- [Problems]
1 - In the forum thread about tolerance below, which book does newGuy12 say he has read?
2 - Extend the forum thread about tolerance below, picking up from the point where it stops.

- [Selected extract]

We have posted rules
If you aren't going to follow them, then leave.
If your intent is to disrupt us, insult us, bash us, slam us, you're time here will be short.
There is a big difference between saying "Those queers there" and "Did anyone watch "Queer Eye last night?"
If you're too uneducated to understand the difference, I suggest education.

Since we're at the point of "2x4 to the head" bluntness, I will be so.
Using the word "queer" to refer to those involved in same-gender relationships is not acceptable.
..Unless you are in fact so.
....and probably not even then.

Using it in a scholastic or historical context, is acceptable.


We welcome polite debate and intelligent discourse, not bigoted or antiquated thinking.

Before you earn a ban, you might wish to review those rules.

End of discussion.


----------



## newGuy12 (Mar 21, 2008)

terryl965 said:


> Does this thread really mean anything except for those that are like voltures about certain things



Oh, Yes Sir, this has been shown to be meaningless now.  There is no such putting down people in the Dojang -- not for long, not for long.

But yet we go on with this thread?  Why?  Because new ideas keep coming up, new matters peripheral to the original post.  The original post, as I see it, has now been addressed, and I think its false.

What about acceptance of others in life OUTSIDE of the Dojang?  This is a bigger thing.

I will say that I have read some Vedic book, the Bhagavad-Gita.  I will not go in to how I came across this, except to say that the people who were involved would serve very tasty food, without asking any money, and I had some prior experience with some ha-tha yoga poses which had a big effect on me, so my curiosity was there to investigate about the culture of India.

In this book it was said something like this:  "The Guru does not discriminate between a dog, a beggar, and a yogi."  That means -- all of the living creatures are of value, not only the humans.  This is an example of very high thinking, the thoughts of One Who Knows the Truth.

I have a VERY SMALL aptitude for spiritual things, but this particular book has been around for a LONG TIME, so that matters. 

Now, I watch the movie "Best of the Best", and there is some character in there who is a "redneck guy".  He shows no respect for others.  He even kicks his opponent during the bowing.  Most people have contempt for this character, but I can see a certain loveliness about him.  I can see value in this character. 

When someone says, "Oh -- you are intolerant of <insert_some_kind_of_label_here> and you are less than us!  You suck!"

That is the same thing -- it is intolerance itself.

The highest path is to TRY to be accepting of all -- better yet, to see the true value in all.  Not easy to do, right?

And yes, there ARE some people who have to be locked up in jail, BECAUSE THEY MEAN TO DO US HARM.  But that is a special (corner) case.

If this sounds "high and mighty", haha, I'll let you know that I am NOT the kind of person to "preach" to people.  I have enough trouble to try to negotiate life day to day myself.


----------



## shesulsa (Mar 21, 2008)

- [Given records]

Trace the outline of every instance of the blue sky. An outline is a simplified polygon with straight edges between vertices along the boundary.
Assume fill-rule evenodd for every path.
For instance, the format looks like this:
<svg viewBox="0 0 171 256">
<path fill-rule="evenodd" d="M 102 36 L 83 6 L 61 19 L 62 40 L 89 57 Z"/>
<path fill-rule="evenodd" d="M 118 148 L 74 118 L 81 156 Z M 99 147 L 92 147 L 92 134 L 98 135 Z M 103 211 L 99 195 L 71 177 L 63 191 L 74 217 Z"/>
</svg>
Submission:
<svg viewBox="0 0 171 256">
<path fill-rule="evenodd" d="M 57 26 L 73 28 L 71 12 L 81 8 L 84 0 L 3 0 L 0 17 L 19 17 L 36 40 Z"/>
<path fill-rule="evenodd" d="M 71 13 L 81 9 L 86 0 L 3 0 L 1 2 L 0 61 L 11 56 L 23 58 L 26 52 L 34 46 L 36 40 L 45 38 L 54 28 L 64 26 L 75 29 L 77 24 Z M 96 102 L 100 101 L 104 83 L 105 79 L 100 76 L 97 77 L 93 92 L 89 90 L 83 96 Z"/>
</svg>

- [Responses per task]
1 - The Bhagavad-Gita.

2 -
Some people believe the right to free speech is granted in private arenas. Not necessarily so.

Some people equate the right to free speech with the right to say whatever the **** they want, use whatever term they want whenever and wherever they want with reckless abandon.

Not so.

That's like a teenager using a $500 cel phone to hammer a nail because it's his phone and it's his right to do with it as he pleases.  Sure it is - but this doesn't make a lot of sense, is inefficient and just plain ignorant.  

What an abuse of a perfectly good electronic device. If only some folks would not abuse their rights to abuse others.


----------



## newGuy12 (Mar 21, 2008)

shesulsa said:


> Some people believe the right to free speech is granted in private arenas. Not necessarily so.


No, and this is not what I meant.


----------



## shesulsa (Mar 21, 2008)

newGuy12 said:


> No, and this is not what I meant.


Please consider my post a blanket statement as well.  :asian:


----------



## Bob Hubbard (Mar 21, 2008)

Please note, since we're all getting covered by these blankets, that we will not be implimenting a strict boy-girl policy, so if you're concerned about who you might be cuddling up against, you may wish to wear protection.

LOL!



I've worked out with several people who were gay, and probably a few more who were bi or that I didn't know. It doesn't bother me. I will admit to having 1 hit on me after a vigorous grappling bout that did leave me a bit squicked about 15 years ago, but I got over it quick and let them know I wasn't interested. It didn't effect our friendship.  In the last 2 years, I've dealt with probably 50+ people who are gay or bi. They are people, like everyone else. Tall, short, skinny, fat, smart and dumb. They are simply wired a little differently. Oh, and for those wondering, no, I'm not. I photograph that which I like and you'll notice I mostly shoot females. LOL! And landscapes. But I will admit to hugging a tree here n there.


----------



## bigfootsquatch (Mar 21, 2008)

You know, if people would just shut up and train.....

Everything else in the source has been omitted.